## [Task objective]
List every percentage that appears in the news report below on UK inflation and interest rates.
-------- Document segment --------
The inflationary pressures building in the UK has made a rise in interest rates next year more likely, and we are monitoring situation closely the central bank chief Andrew Bailey has warned.  The Guardian reports 

Against a backdrop of rising fuel prices and the prospect of higher transport costs pushing up the price of food in the run-up to Christmas, there were signs that inflation could be sustained and the central bank’s monetary policy committee (MPC) may need to increase borrowing costs in 2022. Bank of England chief added

With inflation at 3.2% and heading above 4%, he said inflationary pressures appeared to be worsening rather than improving, although a slowdown in the economy’s growth rate over recent months meant the MPC would be reluctant to do anything that choked off the recovery.

Speaking to the Society of Professional Economists in London, Andrew Bailey said: “Recent evidence appears to have strengthened that case [for an increase in interest rates] but there remain substantial uncertainties and we are monitoring the situation closely.”

Last week the MPC voted to keep interest rates at 0.25% and its £875bn stimulus programme in place after concerns that a rebound in economic growth since the early part of the year was beginning to peter out.

The committee said it was concerned that there were more people on the government’s furlough scheme than the Bank predicted in its August health check on the economy, fuelling concerns that unemployment would increase when the scheme ends this week.

Playing down the prospects for a return to previously high levels of growth, Bailey said the economy remained on a journey to a post-Covid situation and policymakers would need to put in the “hard yards” to navigate a route to safety.

“I, and other MPC members, have used the analogy of a bridge to describe the role of economic policy in the age of Covid, the bridge to the other side of Covid. We are still on that bridge,” he said.
-------- Extracted material --------
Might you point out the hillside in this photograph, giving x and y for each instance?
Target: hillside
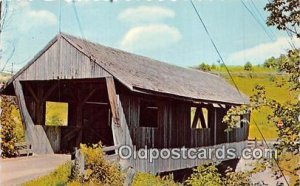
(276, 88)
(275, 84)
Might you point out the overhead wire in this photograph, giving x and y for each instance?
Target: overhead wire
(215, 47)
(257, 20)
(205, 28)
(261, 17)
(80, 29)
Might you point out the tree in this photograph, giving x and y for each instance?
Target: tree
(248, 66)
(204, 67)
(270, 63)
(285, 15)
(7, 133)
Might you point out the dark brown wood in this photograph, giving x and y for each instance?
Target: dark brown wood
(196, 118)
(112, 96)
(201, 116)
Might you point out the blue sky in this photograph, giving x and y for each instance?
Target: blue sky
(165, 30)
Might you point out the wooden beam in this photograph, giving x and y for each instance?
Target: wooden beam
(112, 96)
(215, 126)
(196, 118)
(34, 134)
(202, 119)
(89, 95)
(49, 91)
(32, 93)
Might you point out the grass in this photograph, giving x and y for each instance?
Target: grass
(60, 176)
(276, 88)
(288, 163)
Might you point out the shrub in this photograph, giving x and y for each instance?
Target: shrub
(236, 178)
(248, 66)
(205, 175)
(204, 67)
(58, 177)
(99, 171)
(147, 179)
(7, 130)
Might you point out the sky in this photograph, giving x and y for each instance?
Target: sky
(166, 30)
--------
-------- Extracted material --------
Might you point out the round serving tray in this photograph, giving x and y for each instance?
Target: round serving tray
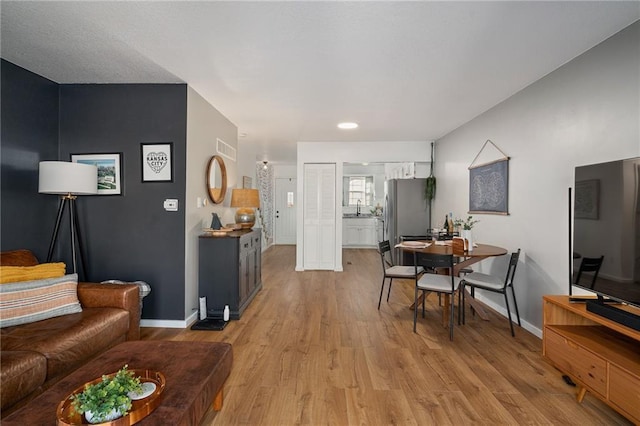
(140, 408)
--------
## [Response to the task]
3.2%, 4%, 0.25%